Work to do
Find every line below that contains the word "pillar" and copy each one, matching case exactly.

[Stored dataset items]
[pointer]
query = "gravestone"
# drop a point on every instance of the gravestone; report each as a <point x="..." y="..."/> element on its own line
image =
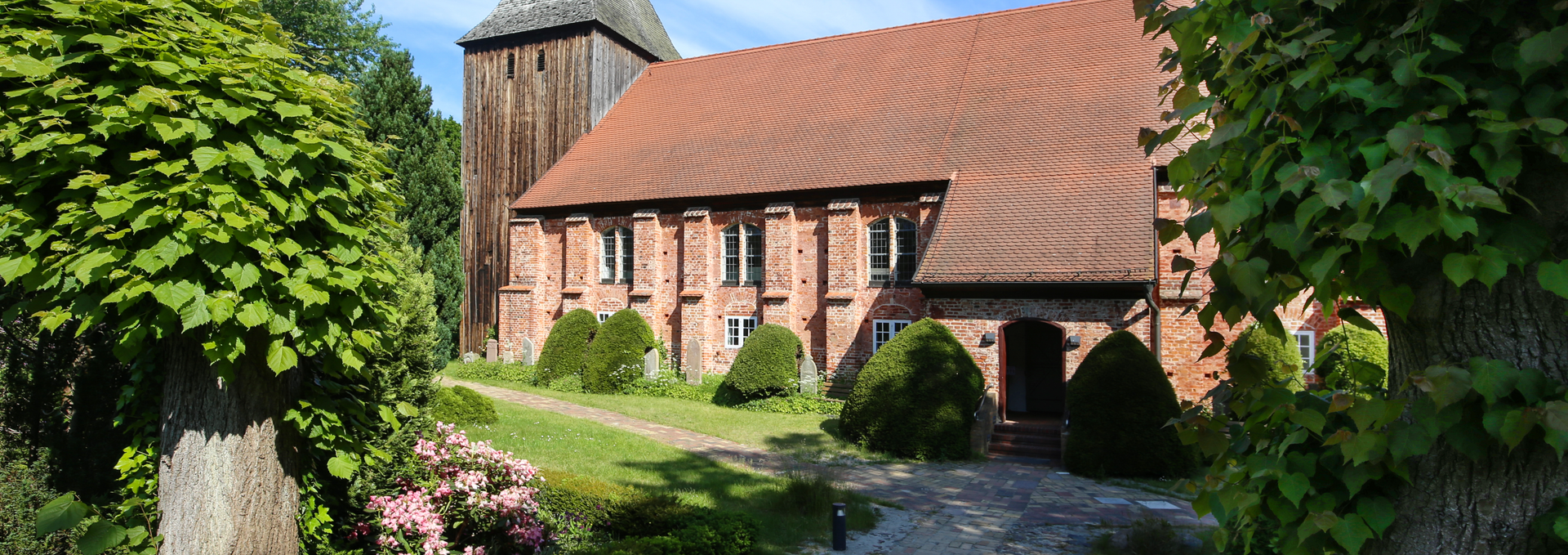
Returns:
<point x="693" y="361"/>
<point x="808" y="375"/>
<point x="526" y="353"/>
<point x="651" y="364"/>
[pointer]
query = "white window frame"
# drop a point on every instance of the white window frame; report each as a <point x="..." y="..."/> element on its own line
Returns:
<point x="883" y="331"/>
<point x="896" y="248"/>
<point x="1312" y="347"/>
<point x="737" y="329"/>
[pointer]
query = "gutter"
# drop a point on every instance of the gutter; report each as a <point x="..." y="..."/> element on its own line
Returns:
<point x="1155" y="326"/>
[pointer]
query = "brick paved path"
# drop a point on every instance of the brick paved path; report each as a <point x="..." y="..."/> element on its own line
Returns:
<point x="968" y="507"/>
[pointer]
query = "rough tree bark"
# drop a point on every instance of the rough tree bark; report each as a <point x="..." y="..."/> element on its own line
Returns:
<point x="1455" y="505"/>
<point x="228" y="472"/>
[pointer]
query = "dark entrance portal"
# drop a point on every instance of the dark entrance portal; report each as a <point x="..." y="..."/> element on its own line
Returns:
<point x="1034" y="384"/>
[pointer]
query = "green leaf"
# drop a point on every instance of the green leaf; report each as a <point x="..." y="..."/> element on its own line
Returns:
<point x="1351" y="532"/>
<point x="1308" y="419"/>
<point x="100" y="536"/>
<point x="281" y="358"/>
<point x="1551" y="275"/>
<point x="341" y="466"/>
<point x="20" y="266"/>
<point x="1294" y="486"/>
<point x="207" y="157"/>
<point x="1545" y="47"/>
<point x="1355" y="319"/>
<point x="61" y="513"/>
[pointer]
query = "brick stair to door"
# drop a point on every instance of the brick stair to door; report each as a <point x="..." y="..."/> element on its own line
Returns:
<point x="1026" y="440"/>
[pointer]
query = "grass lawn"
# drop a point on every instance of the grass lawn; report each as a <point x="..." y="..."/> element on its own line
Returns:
<point x="565" y="444"/>
<point x="806" y="436"/>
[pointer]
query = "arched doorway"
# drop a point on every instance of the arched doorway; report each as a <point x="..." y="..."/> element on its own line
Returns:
<point x="1034" y="370"/>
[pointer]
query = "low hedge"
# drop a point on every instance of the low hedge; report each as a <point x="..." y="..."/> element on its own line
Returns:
<point x="615" y="358"/>
<point x="491" y="370"/>
<point x="1120" y="401"/>
<point x="916" y="397"/>
<point x="463" y="406"/>
<point x="564" y="351"/>
<point x="1283" y="361"/>
<point x="767" y="364"/>
<point x="1353" y="356"/>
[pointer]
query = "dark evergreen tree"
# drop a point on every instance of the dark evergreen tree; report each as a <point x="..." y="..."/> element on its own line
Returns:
<point x="395" y="105"/>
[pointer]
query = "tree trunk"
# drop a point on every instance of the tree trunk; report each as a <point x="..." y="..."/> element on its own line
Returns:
<point x="228" y="472"/>
<point x="1455" y="505"/>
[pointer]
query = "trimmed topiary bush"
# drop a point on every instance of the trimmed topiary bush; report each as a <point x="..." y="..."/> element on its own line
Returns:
<point x="916" y="397"/>
<point x="767" y="364"/>
<point x="1353" y="356"/>
<point x="564" y="351"/>
<point x="463" y="406"/>
<point x="615" y="358"/>
<point x="1118" y="401"/>
<point x="1285" y="361"/>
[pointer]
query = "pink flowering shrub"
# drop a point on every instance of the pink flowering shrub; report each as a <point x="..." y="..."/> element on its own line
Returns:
<point x="472" y="497"/>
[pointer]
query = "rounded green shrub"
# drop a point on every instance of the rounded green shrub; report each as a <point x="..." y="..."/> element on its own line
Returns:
<point x="916" y="397"/>
<point x="564" y="351"/>
<point x="463" y="406"/>
<point x="615" y="358"/>
<point x="1353" y="356"/>
<point x="1283" y="361"/>
<point x="1118" y="403"/>
<point x="767" y="364"/>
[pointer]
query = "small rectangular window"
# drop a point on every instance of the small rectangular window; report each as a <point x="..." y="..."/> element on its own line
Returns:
<point x="883" y="331"/>
<point x="737" y="329"/>
<point x="1307" y="344"/>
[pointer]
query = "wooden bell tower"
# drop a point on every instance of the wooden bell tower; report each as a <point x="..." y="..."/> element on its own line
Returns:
<point x="537" y="76"/>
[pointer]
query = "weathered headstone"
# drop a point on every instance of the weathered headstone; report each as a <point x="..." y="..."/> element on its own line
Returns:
<point x="526" y="351"/>
<point x="693" y="361"/>
<point x="808" y="375"/>
<point x="651" y="364"/>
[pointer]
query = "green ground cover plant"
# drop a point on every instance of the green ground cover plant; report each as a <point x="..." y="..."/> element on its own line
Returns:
<point x="767" y="364"/>
<point x="615" y="358"/>
<point x="1121" y="403"/>
<point x="564" y="350"/>
<point x="916" y="397"/>
<point x="806" y="436"/>
<point x="630" y="463"/>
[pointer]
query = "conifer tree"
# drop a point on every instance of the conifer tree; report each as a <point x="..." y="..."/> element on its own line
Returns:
<point x="397" y="107"/>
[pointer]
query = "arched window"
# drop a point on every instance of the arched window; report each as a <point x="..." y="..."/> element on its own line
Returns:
<point x="893" y="242"/>
<point x="617" y="256"/>
<point x="742" y="254"/>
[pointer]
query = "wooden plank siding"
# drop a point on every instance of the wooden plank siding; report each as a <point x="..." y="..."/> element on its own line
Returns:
<point x="516" y="128"/>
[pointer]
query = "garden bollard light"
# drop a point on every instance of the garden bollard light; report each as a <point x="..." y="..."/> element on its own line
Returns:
<point x="840" y="543"/>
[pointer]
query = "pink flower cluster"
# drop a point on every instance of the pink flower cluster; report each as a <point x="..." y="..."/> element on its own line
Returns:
<point x="472" y="483"/>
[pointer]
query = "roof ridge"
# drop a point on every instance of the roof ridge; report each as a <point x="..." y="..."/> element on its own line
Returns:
<point x="947" y="20"/>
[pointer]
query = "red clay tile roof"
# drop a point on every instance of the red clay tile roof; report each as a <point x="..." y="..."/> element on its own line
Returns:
<point x="1037" y="110"/>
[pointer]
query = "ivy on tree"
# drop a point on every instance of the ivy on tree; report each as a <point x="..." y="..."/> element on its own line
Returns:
<point x="1407" y="154"/>
<point x="172" y="174"/>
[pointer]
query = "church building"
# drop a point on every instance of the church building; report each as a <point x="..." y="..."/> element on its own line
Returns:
<point x="982" y="172"/>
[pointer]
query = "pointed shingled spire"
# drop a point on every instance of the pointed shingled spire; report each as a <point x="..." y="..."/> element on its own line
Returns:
<point x="632" y="19"/>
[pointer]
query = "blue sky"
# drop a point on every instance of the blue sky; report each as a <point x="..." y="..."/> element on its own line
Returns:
<point x="698" y="27"/>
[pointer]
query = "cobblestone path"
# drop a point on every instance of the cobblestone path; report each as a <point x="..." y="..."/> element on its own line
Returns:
<point x="964" y="507"/>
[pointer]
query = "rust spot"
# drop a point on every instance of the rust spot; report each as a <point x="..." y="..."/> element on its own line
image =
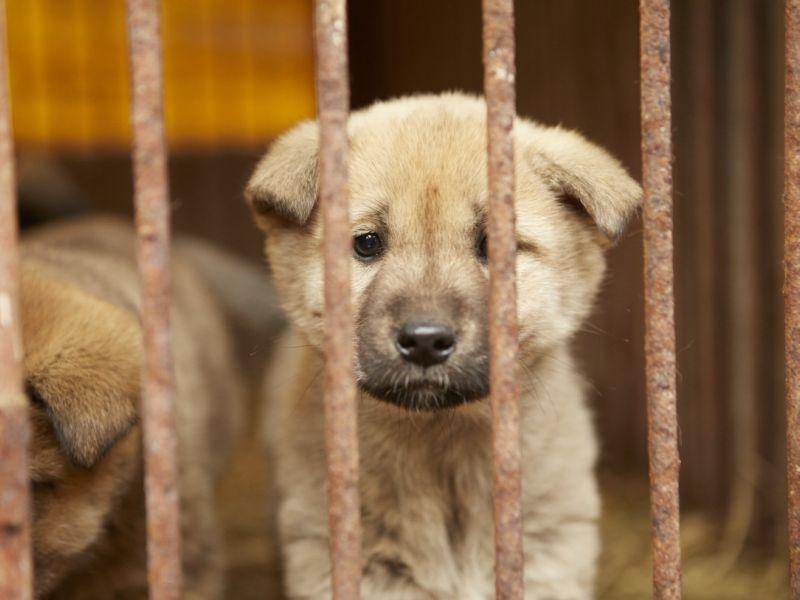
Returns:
<point x="791" y="289"/>
<point x="15" y="536"/>
<point x="341" y="441"/>
<point x="499" y="75"/>
<point x="151" y="199"/>
<point x="659" y="297"/>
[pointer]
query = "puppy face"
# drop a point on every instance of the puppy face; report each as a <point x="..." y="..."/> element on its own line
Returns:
<point x="418" y="188"/>
<point x="81" y="367"/>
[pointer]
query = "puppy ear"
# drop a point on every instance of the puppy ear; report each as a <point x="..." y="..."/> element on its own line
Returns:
<point x="284" y="184"/>
<point x="82" y="366"/>
<point x="583" y="175"/>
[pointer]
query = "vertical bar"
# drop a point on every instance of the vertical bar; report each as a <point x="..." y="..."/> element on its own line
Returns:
<point x="662" y="423"/>
<point x="15" y="534"/>
<point x="341" y="442"/>
<point x="791" y="286"/>
<point x="499" y="88"/>
<point x="153" y="235"/>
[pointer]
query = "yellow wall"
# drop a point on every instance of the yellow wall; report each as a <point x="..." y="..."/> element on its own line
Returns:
<point x="236" y="71"/>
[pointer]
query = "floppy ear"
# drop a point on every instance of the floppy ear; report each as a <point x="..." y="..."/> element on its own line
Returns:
<point x="284" y="184"/>
<point x="82" y="365"/>
<point x="584" y="174"/>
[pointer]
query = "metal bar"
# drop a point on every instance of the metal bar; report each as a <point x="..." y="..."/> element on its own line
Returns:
<point x="499" y="88"/>
<point x="151" y="198"/>
<point x="341" y="441"/>
<point x="16" y="581"/>
<point x="791" y="286"/>
<point x="662" y="422"/>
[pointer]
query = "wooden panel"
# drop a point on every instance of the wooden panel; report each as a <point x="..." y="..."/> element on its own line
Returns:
<point x="236" y="71"/>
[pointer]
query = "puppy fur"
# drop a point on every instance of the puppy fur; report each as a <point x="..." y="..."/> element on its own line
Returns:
<point x="82" y="366"/>
<point x="418" y="179"/>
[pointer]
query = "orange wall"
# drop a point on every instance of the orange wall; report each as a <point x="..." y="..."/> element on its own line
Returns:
<point x="236" y="71"/>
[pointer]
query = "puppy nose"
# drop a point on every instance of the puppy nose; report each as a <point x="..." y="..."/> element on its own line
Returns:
<point x="425" y="344"/>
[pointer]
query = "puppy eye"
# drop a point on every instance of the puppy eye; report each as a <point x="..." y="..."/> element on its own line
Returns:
<point x="367" y="245"/>
<point x="481" y="248"/>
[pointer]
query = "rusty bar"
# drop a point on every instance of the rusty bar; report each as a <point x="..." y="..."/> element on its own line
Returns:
<point x="499" y="88"/>
<point x="341" y="441"/>
<point x="153" y="234"/>
<point x="662" y="422"/>
<point x="791" y="286"/>
<point x="15" y="534"/>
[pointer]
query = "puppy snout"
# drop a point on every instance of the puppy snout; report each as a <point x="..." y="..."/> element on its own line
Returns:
<point x="425" y="343"/>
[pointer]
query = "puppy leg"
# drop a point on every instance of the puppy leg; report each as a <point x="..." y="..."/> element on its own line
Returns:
<point x="562" y="544"/>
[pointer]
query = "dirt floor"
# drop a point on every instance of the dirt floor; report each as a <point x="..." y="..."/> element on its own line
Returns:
<point x="624" y="569"/>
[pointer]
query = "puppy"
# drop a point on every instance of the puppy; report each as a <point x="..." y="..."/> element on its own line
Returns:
<point x="418" y="186"/>
<point x="82" y="365"/>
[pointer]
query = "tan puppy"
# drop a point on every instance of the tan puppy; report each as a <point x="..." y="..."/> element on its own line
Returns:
<point x="82" y="341"/>
<point x="418" y="188"/>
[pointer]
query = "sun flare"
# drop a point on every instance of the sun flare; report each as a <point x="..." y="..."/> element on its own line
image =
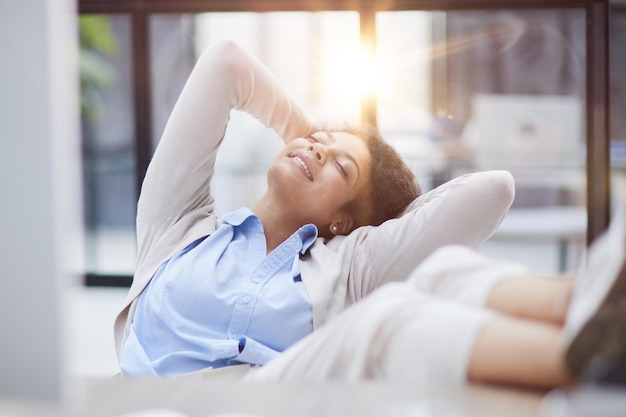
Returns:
<point x="352" y="73"/>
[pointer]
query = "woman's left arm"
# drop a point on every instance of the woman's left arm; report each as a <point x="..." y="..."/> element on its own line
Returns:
<point x="466" y="211"/>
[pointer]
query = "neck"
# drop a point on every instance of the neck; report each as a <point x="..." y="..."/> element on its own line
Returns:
<point x="276" y="223"/>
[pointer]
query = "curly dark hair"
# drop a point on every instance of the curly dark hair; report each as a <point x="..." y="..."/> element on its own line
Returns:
<point x="392" y="185"/>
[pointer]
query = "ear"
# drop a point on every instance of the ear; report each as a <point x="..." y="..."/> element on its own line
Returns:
<point x="342" y="225"/>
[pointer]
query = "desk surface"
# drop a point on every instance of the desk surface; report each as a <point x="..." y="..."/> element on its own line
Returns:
<point x="203" y="398"/>
<point x="194" y="397"/>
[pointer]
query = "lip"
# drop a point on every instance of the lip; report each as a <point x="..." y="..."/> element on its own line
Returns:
<point x="298" y="158"/>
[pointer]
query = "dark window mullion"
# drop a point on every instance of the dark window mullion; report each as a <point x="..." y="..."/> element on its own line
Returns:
<point x="141" y="71"/>
<point x="598" y="139"/>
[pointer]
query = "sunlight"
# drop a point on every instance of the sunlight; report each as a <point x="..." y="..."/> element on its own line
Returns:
<point x="351" y="73"/>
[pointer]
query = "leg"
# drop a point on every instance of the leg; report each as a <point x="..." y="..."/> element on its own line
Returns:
<point x="536" y="298"/>
<point x="396" y="334"/>
<point x="504" y="286"/>
<point x="519" y="352"/>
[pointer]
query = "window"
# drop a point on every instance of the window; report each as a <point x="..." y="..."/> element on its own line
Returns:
<point x="426" y="77"/>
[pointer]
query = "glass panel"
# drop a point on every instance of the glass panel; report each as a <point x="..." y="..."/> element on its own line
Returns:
<point x="617" y="56"/>
<point x="313" y="55"/>
<point x="469" y="91"/>
<point x="108" y="130"/>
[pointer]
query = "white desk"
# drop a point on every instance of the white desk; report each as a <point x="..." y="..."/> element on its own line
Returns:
<point x="564" y="226"/>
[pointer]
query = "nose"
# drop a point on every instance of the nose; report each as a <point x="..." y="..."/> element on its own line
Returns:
<point x="319" y="152"/>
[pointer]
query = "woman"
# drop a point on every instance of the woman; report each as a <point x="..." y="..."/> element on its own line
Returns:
<point x="212" y="292"/>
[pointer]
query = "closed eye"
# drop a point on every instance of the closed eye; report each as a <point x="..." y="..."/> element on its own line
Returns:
<point x="341" y="169"/>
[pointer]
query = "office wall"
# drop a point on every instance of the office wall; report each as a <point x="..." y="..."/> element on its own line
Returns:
<point x="40" y="215"/>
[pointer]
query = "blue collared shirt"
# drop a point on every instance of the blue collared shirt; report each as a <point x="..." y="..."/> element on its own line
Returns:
<point x="221" y="301"/>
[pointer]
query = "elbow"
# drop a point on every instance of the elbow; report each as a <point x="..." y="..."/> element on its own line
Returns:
<point x="504" y="186"/>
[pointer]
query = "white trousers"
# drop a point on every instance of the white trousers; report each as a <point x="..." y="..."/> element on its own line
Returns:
<point x="419" y="331"/>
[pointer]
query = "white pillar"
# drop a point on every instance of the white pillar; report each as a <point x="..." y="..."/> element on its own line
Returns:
<point x="40" y="199"/>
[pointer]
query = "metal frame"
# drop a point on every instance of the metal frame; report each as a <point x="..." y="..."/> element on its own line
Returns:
<point x="597" y="47"/>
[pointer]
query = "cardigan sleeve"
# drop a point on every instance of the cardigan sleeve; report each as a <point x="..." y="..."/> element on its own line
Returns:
<point x="178" y="179"/>
<point x="464" y="211"/>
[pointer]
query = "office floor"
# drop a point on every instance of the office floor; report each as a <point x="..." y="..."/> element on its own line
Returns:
<point x="91" y="312"/>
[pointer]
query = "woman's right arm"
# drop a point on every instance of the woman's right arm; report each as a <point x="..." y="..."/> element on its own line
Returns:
<point x="225" y="77"/>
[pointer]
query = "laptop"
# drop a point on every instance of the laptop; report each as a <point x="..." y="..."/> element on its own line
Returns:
<point x="528" y="132"/>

Response to the task
query = "white pillar"
# drop a point on every instance of the white pillar; report each as a <point x="..." y="..."/> element on its own line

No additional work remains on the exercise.